■ **Exercise instructions**:
A - In the Thanksgiving post, how long had the writer's husband been doing odd jobs before he found a job in his field?
B - List every blessing in the Thanksgiving post whose entry mentions burn-out.

■ **Text passage**:
##############################

Today is Thanksgiving Day here in Canada. This year has been a rough one for me. I don’t really feel like being thankful right now, so it is all the more important I do my yearly exercise of “counting my blessings”.
I am thankful:
- For having been offered work at the moment when I most needed it. Without it, we would have been in serious financial trouble. I’m thankful, too, to have had the freedom of refusing to take more work when I felt I was burning-out;
- For my husband getting a job in his field after four years of doing odd jobs. It’s a temporary job, but I hope that’ll help him reintegrate the industry;
- To have found a way to rewrite and edit my novel, despite my recent lack of time and energy to actually do it;
- To have had the perseverance to post blog articles almost weekly – that’s the same stubborn perseverance that made me burn-out instead of “taking it easy for a while”, but hey, nobody can have everything;
- For my NaNoWriMo community, that has become a year-round writing community. The members are fun and supportive and I love them all;
- To have learned how to knit: it helped a lot to get my mind off things when I started my burn-out leave and improve my mood – plus now I have stylish hand-knitted mittens that fit perfectly;
- For my daughter, my little hyperactive and hypersociable princess, becoming more independent every day;
- To have had the means of taking a creative writing course, which I am loving so far;
- To have had to opportunity to beta-read Marnie Shaw and the Mystery of Yapton Farm; it was an interesting experience and I think the book has great potential.

##############################

■ **Dataset extract**:
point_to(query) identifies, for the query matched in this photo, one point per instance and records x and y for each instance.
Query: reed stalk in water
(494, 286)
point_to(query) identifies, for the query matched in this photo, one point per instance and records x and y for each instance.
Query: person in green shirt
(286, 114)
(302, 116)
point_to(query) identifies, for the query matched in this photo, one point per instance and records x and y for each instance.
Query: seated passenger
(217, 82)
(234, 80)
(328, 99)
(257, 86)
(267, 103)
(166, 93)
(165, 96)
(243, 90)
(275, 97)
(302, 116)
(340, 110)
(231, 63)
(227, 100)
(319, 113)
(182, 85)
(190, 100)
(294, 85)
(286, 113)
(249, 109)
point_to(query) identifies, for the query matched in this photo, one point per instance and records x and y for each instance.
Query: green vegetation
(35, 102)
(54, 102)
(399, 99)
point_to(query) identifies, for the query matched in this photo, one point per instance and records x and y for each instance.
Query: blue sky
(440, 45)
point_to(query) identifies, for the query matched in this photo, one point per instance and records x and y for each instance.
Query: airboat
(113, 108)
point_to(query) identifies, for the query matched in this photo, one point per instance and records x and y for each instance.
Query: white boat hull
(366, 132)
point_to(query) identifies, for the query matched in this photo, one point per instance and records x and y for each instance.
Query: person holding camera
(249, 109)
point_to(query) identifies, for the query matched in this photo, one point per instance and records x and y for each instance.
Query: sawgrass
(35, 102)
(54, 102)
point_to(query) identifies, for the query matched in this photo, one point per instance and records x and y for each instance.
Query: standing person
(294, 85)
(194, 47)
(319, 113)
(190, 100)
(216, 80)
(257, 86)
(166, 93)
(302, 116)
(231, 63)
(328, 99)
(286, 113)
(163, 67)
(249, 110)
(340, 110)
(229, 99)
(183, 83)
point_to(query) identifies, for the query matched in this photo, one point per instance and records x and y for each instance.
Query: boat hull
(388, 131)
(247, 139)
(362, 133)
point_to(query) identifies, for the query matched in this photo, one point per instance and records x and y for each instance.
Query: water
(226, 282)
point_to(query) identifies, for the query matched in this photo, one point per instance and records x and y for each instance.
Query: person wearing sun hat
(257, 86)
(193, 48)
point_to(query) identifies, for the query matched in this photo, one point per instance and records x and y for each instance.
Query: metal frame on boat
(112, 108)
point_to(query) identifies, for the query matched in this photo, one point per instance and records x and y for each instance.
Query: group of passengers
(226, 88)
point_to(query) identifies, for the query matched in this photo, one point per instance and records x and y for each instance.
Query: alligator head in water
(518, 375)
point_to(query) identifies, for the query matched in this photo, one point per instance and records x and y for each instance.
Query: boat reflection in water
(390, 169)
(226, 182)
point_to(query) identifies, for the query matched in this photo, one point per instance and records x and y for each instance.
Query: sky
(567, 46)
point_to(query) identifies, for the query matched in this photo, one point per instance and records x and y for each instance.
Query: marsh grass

##############################

■ **Answer list**:
A - Four years.

B -
- Being offered work when it was most needed, along with the freedom to refuse more work when the writer felt close to burning out
- Having the perseverance to post blog articles almost weekly
- Learning how to knit